Текст для чтения ::
----------
Валерка уже спит. Гнедич, моя ежедневная собеседница, нелепая и интересная, сегодня ночевать не пришла. Утром забегала Ксения – пили с нею какао. Она читала открыточку от Юрия: никак ему не вырваться с фронта домой! Хорошие, очищающие разговоры с нею – она человек ясный, прямой, устойчивый. Здоровый русский патриотизм. Нарядная, подтянутая, розовая – умница, душевная, любит меня. Меня многие любят, интересно, кто по-настоящему? Впрочем, нет, совсем не интересно. Я, кажется, никого не люблю.
Весь день за работой: машинка. Завтра встану в 6 утра, чтобы сдать работу и попасть к Тотвенам, где у меня совещательная встреча с Лоретт. Она пишет петиционное письмо в Москву американскому патеру, который, собственно говоря, должен был бы помочь здешним француженкам еще два года тому назад[730]
. Меня это дело не касается: все церкви могут жить сами по себе, как я живу сама по себе. Я должна только проредактировать ее письмо и добавить какие-нибудь изысканные гирлянды. Это мне ничего не стоит – мне, вечному ходатаю по чужим делам. Ксения же с американским пастором, благополучно проживающим в Москве и даже не подумавшим ни разу за все время войны о здешних его коллегионерах, просто умилительна: какой великолепный рассказ можно из этого сделать! Я бы вот написала – так, как мне хочется, в тонах франсовской иронии и свифтовского сарказма, и послала бы… только куда? Разве что Папе Римскому – непочтительное приношение!Вчера – Светлана, милая, застенчиво-преданная, но скучная. Седая, с абиссинскими глазами, с кривой улыбкой, со смехом мальчишки. Забавная. Оживляется, когда говорит о своих любовных делах в прошлом, которым несть числа. Считает себя циником. Пожалуй, не так – просто очень звериная, очень примитивная, очень «древняя» в вопросах пола (что, впрочем, называется «вопросами любви»). Рассказывает почти с мужским хвастовством, как один из ее любовников возмущенно взмолился:
– В вас нет ни капли возвышенного! Вы – сплошной секс и больше ничего!
Гордится этим. Любопытно, вероятно, послушать ее «обнажения». А может, и нет. Одним в этом направлении дано слишком много, другим слишком мало. Любовный темперамент – тоже талант. И для него нужны и университеты, и консерватории.
----------
Список заданий ::
1. Ответьте на вопросы по отрывку, помечая ответы так же:
(а) Какой напиток пили утром с Ксенией?
(б) В котором часу запланирован подъем на завтра?
(в) Кому Лоретт пишет петиционное письмо?
2. Повторите без изменений фрагмент отрывка от слов «Валерка уже спит.» до слов «никого не люблю.» включительно.
Эти данные взяты из другого источника.

[Записи, взятые из собрания]
----------
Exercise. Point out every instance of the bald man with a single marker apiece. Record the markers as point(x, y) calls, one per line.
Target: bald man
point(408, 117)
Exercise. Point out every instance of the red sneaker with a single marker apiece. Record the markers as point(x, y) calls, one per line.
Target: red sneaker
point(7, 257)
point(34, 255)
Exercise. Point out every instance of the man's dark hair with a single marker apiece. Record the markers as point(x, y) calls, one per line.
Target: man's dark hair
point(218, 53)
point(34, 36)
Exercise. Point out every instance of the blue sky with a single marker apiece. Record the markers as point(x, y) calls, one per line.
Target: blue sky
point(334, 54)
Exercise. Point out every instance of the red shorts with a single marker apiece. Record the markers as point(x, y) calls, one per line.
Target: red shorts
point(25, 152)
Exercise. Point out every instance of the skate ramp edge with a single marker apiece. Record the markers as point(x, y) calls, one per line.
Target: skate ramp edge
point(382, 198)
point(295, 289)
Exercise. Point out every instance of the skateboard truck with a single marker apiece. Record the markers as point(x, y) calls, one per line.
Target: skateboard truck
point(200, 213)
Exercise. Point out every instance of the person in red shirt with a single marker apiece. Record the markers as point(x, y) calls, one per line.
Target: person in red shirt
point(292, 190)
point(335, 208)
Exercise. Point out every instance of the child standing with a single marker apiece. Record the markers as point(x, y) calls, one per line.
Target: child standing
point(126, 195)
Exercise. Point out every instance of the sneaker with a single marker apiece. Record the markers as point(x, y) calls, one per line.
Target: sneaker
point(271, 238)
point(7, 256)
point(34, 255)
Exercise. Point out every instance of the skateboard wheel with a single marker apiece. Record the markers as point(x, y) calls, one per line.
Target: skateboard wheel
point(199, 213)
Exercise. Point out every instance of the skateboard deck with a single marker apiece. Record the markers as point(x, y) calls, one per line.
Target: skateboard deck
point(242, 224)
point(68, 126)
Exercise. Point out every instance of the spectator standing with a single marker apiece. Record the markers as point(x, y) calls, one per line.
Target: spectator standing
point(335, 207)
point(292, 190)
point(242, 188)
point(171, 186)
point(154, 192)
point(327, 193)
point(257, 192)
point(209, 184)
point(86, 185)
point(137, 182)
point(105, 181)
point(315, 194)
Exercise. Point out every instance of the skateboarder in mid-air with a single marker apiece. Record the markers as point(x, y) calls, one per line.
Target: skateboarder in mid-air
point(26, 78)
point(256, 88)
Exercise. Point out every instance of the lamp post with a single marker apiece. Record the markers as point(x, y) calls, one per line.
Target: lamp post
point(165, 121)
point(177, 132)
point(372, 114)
----------
Ответы по заданиям ::
1.
(а) Какао.
(б) В 6 утра.
(в) Американскому патеру в Москву.

2.
Валерка уже спит. Гнедич, моя ежедневная собеседница, нелепая и интересная, сегодня ночевать не пришла. Утром забегала Ксения – пили с нею какао. Она читала открыточку от Юрия: никак ему не вырваться с фронта домой! Хорошие, очищающие разговоры с нею – она человек ясный, прямой, устойчивый. Здоровый русский патриотизм. Нарядная, подтянутая, розовая – умница, душевная, любит меня. Меня многие любят, интересно, кто по-настоящему? Впрочем, нет, совсем не интересно. Я, кажется, никого не люблю.